--- WHAT IS EXPECTED ---
Could you reproduce all of the entries below without a single change?

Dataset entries
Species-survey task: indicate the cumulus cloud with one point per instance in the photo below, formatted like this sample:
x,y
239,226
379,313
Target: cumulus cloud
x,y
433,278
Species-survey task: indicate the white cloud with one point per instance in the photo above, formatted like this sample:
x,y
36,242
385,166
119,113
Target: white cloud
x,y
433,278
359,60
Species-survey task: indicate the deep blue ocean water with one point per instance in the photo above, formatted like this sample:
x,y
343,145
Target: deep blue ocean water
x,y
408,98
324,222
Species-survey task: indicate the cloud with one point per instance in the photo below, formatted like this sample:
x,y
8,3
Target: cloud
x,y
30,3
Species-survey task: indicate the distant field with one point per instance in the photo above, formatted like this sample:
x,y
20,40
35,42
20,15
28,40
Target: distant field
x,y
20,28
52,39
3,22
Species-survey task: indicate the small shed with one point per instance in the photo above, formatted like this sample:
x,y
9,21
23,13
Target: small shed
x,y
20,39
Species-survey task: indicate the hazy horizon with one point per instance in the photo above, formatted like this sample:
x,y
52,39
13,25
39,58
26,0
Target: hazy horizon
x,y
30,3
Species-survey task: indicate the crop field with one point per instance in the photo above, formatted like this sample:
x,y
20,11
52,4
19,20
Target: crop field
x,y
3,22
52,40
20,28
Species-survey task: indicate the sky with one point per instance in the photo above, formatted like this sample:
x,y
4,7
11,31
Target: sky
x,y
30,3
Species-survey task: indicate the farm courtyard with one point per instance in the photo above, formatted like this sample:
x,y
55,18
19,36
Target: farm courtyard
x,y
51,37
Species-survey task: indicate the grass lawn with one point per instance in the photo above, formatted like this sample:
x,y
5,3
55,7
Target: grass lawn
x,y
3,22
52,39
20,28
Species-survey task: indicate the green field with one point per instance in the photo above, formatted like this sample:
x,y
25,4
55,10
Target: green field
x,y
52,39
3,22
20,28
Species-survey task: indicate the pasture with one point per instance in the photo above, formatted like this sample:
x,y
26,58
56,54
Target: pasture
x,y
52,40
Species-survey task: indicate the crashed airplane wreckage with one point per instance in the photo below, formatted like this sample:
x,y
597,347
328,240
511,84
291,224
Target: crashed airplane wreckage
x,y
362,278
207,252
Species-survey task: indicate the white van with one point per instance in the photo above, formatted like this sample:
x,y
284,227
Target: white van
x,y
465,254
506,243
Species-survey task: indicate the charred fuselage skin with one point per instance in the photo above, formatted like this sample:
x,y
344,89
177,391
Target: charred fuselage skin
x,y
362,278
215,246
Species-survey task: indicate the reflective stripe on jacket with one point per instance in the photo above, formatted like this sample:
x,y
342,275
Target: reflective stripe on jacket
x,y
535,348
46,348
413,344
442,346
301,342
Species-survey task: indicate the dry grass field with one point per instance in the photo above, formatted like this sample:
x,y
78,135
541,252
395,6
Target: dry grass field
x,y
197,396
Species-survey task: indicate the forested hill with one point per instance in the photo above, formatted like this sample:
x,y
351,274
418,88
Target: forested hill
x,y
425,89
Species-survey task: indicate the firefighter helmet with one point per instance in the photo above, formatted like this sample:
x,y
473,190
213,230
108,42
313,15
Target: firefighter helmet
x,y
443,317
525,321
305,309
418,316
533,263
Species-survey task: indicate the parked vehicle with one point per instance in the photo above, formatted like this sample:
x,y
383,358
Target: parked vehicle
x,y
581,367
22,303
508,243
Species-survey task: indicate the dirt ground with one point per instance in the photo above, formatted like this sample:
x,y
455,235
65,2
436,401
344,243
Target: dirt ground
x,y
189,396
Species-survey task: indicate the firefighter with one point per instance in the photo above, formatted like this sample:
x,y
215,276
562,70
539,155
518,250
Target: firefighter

--- SOLUTION FOR THIS PROBLEM ---
Species-survey task: indicate the cumulus cloud with one point per instance in the photo below, formatted like this sample:
x,y
239,226
379,313
Target: cumulus cloud
x,y
433,278
Species-survey task: indicate the white cloud with one point per instance in the photo above, formatted like this sample:
x,y
36,242
385,166
119,113
Target: white cloud
x,y
433,278
359,60
Species-survey task: indicate the deep blue ocean water with one point per instance in the photo above, formatted like this sample:
x,y
343,145
Target: deep blue ocean water
x,y
408,98
324,222
Species-survey task: indicate the cloud with one point per instance in the photo below, formatted like this sample:
x,y
8,3
Target: cloud
x,y
30,3
Species-survey task: indicate the distant field with one point per instance in the photo above, formatted like this sample:
x,y
20,40
35,42
20,15
28,40
Target: distant field
x,y
20,28
52,39
3,22
Species-survey task: indicate the small shed with one point per instance in the photo above, formatted like this sample:
x,y
9,21
23,13
Target: small shed
x,y
20,39
Species-survey task: indicate the hazy horizon with one point per instance in the photo above, formatted like this sample:
x,y
52,39
13,25
39,58
26,0
Target: hazy horizon
x,y
30,3
Species-survey task: indicate the crop field with one point per instance in the photo above, formatted like this sample:
x,y
20,11
52,4
19,20
Target: crop field
x,y
3,22
52,40
20,28
Species-survey task: indicate the sky with one point per instance in the photo above, formatted like this sample:
x,y
4,7
11,31
Target: sky
x,y
30,3
Species-survey task: indicate the farm courtyard with one point per instance in the photo above, formatted like this sample:
x,y
55,18
19,36
Target: farm courtyard
x,y
51,37
Species-survey task: indicate the grass lawn with one point per instance in the photo above, formatted like this sample:
x,y
5,3
55,7
Target: grass lawn
x,y
3,22
52,39
20,28
Species-survey task: indicate the green field with one point per instance in the photo above, formatted like this sample:
x,y
25,4
55,10
Target: green field
x,y
52,39
3,22
20,28
Species-survey task: indicate the pasture with one point per instance in the photo above, formatted like this sample:
x,y
26,58
56,54
Target: pasture
x,y
52,40
Species-survey task: indicate the crashed airplane wreckage with one point per instance in the photo below, formatted like this sample:
x,y
597,347
328,240
511,84
291,224
Target: crashed airplane wreckage
x,y
362,278
207,252
Species-survey task: indicate the white van with one point per instance in the photo above, formatted like this sample:
x,y
284,227
Target: white van
x,y
465,254
506,243
Species-survey task: indicate the charred fuselage skin with one point per instance in the photo above, formatted like this sample:
x,y
344,89
177,391
Target: charred fuselage skin
x,y
362,278
215,246
Species-survey task: indicate the reflective stripe on jacket with one point per instance in the photo above, formatted like this sample:
x,y
342,275
Target: reflective stripe on jacket
x,y
535,348
46,348
413,344
442,346
301,342
Species-survey task: indicate the dry grass field with one point per instance in the photo above, formatted like this sample:
x,y
78,135
541,252
395,6
Target: dry grass field
x,y
197,396
Species-survey task: indicate the forested hill with one point per instance in the photo above, formatted like this sample:
x,y
351,274
418,88
Target: forested hill
x,y
425,89
Species-survey task: indicate the firefighter helmet with one point per instance in the photo above, formatted like this sample:
x,y
473,190
213,230
108,42
313,15
Target: firefighter helmet
x,y
443,317
525,321
305,309
418,316
533,263
Species-survey task: indicate the parked vehicle with one point per instance in the photo above, formatted like this sample:
x,y
383,358
Target: parked vehicle
x,y
581,367
22,303
508,243
Species-survey task: indicate the dirt ground with one point per instance in the photo above, formatted like this sample:
x,y
455,235
65,2
436,401
344,243
Target: dirt ground
x,y
189,396
Species-survey task: indicate the firefighter with one point per instance in the photo above, formatted like this sample:
x,y
215,276
562,70
539,155
518,250
Target: firefighter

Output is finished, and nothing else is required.